ABOUT THIS TASK: The records below must be transcribed exactly. Do not include the pictures.

EXERCISE DATA:
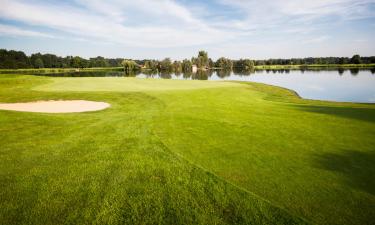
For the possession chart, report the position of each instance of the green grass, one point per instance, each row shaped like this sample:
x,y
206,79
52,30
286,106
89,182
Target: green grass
x,y
184,152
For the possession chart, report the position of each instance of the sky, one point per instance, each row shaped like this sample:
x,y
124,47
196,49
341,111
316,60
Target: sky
x,y
145,29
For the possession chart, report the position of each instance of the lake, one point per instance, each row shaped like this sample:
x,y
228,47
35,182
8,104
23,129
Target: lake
x,y
334,85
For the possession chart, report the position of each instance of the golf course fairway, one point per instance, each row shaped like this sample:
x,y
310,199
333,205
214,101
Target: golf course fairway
x,y
183,152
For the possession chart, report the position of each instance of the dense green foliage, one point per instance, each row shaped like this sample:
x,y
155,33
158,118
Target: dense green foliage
x,y
17,59
130,66
183,152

REPLY:
For the possession chart, report the position of each instance of the green grass, one point per instance, each row shaped like this sample:
x,y
206,79
52,30
286,106
89,182
Target: green grass
x,y
184,152
For the possession chart, report the position of each instance of the sky, one point per instance, each row shaped like this sample:
x,y
124,47
196,49
341,111
316,60
Target: sky
x,y
145,29
For the possession chart, report the position of each instance of the lake, one point per instance, each row shaped like this sample:
x,y
228,47
35,182
8,104
23,129
Target: lake
x,y
334,85
For the possession chart, report the position of each instance of the golf course fairway, one point per instance, each row shaped like this sample:
x,y
310,199
333,205
214,101
Target: golf course fairway
x,y
183,152
For the possession chart, report the position of each instance of the dense green foliage, one point per instance, each row shaped like this sample:
x,y
155,33
158,118
Target: dense green foliage
x,y
17,59
130,66
183,152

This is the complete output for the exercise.